§ What to do: Copy the lines below word for word, leaving out the pictures.

§ Extracted material:
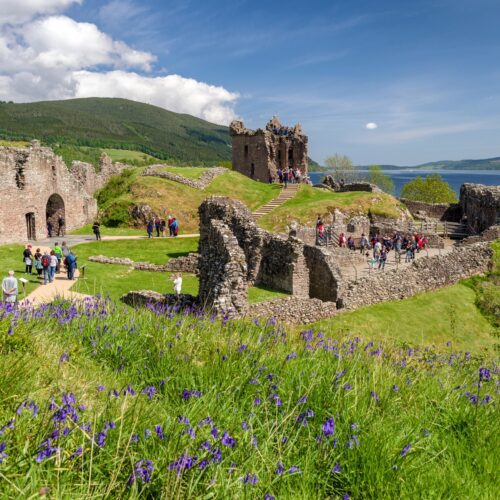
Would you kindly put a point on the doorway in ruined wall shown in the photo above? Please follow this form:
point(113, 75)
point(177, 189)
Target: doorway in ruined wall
point(30, 226)
point(55, 210)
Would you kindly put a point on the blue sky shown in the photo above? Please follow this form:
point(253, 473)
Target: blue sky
point(427, 73)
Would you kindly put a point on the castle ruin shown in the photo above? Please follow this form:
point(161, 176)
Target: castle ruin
point(259, 154)
point(37, 188)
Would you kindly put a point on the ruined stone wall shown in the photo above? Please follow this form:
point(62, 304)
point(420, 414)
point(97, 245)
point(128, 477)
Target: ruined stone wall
point(259, 154)
point(30, 177)
point(283, 266)
point(424, 274)
point(481, 205)
point(222, 270)
point(442, 211)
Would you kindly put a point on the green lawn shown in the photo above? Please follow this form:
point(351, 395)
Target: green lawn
point(447, 314)
point(188, 172)
point(309, 202)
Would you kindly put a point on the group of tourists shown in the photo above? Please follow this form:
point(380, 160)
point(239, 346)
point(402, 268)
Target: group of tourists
point(61, 226)
point(289, 176)
point(48, 263)
point(161, 225)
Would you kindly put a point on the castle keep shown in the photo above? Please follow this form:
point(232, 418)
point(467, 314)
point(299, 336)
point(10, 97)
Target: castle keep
point(259, 154)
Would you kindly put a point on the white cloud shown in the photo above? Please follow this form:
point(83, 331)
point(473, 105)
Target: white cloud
point(173, 92)
point(19, 11)
point(55, 57)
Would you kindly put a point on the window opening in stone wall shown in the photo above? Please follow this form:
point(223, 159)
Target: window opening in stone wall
point(55, 212)
point(30, 226)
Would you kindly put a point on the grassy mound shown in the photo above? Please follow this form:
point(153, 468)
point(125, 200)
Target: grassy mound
point(309, 202)
point(102, 401)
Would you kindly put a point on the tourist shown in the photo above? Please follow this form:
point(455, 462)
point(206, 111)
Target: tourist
point(177, 284)
point(364, 245)
point(54, 262)
point(38, 263)
point(46, 267)
point(169, 224)
point(174, 227)
point(59, 255)
point(10, 288)
point(96, 228)
point(28, 259)
point(70, 263)
point(157, 226)
point(65, 249)
point(350, 243)
point(60, 230)
point(149, 228)
point(382, 259)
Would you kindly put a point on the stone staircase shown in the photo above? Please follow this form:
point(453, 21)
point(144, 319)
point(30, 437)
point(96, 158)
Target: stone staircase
point(286, 194)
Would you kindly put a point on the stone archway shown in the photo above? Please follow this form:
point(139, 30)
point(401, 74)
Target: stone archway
point(54, 211)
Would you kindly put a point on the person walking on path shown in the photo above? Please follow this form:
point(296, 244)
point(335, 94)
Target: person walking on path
point(149, 229)
point(46, 267)
point(38, 263)
point(96, 228)
point(61, 223)
point(177, 284)
point(157, 226)
point(175, 227)
point(71, 265)
point(10, 288)
point(54, 262)
point(59, 255)
point(28, 259)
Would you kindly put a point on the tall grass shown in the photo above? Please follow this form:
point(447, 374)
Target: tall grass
point(223, 409)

§ Response:
Would you kindly put a point on the doorway in ruined wall shown in the photo above? Please follow this form:
point(113, 75)
point(177, 189)
Target: doorway in ruined wall
point(30, 226)
point(55, 210)
Would you kindly put a point on the blue sky shown in the photo above? Please follow this form:
point(253, 473)
Target: blue sky
point(427, 73)
Would you kindly put a point on the castle ruin shown in the photo above? Please follow this form:
point(161, 176)
Target: castle ruin
point(259, 154)
point(37, 188)
Would you kindly put a point on the ruined stone wall shown in the photo above? Please follow this form:
point(62, 304)
point(420, 414)
point(97, 245)
point(128, 477)
Target: ruined stone wall
point(259, 154)
point(30, 177)
point(283, 266)
point(424, 274)
point(481, 205)
point(222, 270)
point(442, 211)
Would you kindly put a point on the green lawn shown in the photo above? Please follow this form:
point(351, 395)
Target: green lawn
point(447, 314)
point(188, 172)
point(309, 202)
Would you kindly put a point on the group of tourists shown in the photo above? Please follow this form:
point(380, 160)
point(239, 346)
point(402, 268)
Target: group of tourists
point(61, 226)
point(289, 176)
point(48, 263)
point(161, 225)
Would you kindly put a point on the castle keep shown in the photo above? Please follow this form:
point(232, 418)
point(467, 314)
point(299, 336)
point(10, 97)
Target: castle keep
point(259, 154)
Would you kindly put a point on the white cloud shown in the photo above? Please follow this form:
point(83, 331)
point(473, 105)
Target: white cloud
point(173, 92)
point(19, 11)
point(55, 57)
Would you kindly put a point on the window opening in stone wall shown in the photo above? Please follow this form:
point(223, 159)
Target: window opening in stone wall
point(55, 212)
point(30, 226)
Would you kindly put a point on the grassy mound shown in the photo above? Please follow this form:
point(153, 468)
point(125, 200)
Target: grassy mound
point(309, 202)
point(102, 401)
Would you kindly put a point on the tourist shown in the photo above? Please follow this form:
point(455, 462)
point(206, 111)
Target: tourist
point(177, 284)
point(364, 245)
point(54, 262)
point(38, 263)
point(46, 267)
point(169, 224)
point(174, 227)
point(59, 255)
point(10, 288)
point(96, 228)
point(28, 259)
point(70, 263)
point(157, 226)
point(65, 249)
point(350, 243)
point(60, 230)
point(149, 228)
point(382, 259)
Would you kindly put a point on the stone staircase shown in the photo above? Please follow this form:
point(453, 21)
point(144, 319)
point(30, 437)
point(96, 158)
Target: stone staircase
point(286, 194)
Would you kindly put a point on the stone archway shown in the photo above? Please follow this form:
point(139, 30)
point(401, 74)
Target: stone archway
point(54, 211)
Would you kindly put a point on the person walking on path shown in the photo above? Please follow this form:
point(296, 244)
point(335, 94)
Target: person walking on path
point(149, 229)
point(46, 267)
point(38, 263)
point(96, 228)
point(61, 223)
point(177, 284)
point(157, 226)
point(175, 227)
point(71, 265)
point(10, 288)
point(54, 262)
point(59, 255)
point(28, 259)
Would you kindly put a point on the tall grass shown in the photo above? Please follow this form:
point(447, 374)
Target: tall grass
point(223, 409)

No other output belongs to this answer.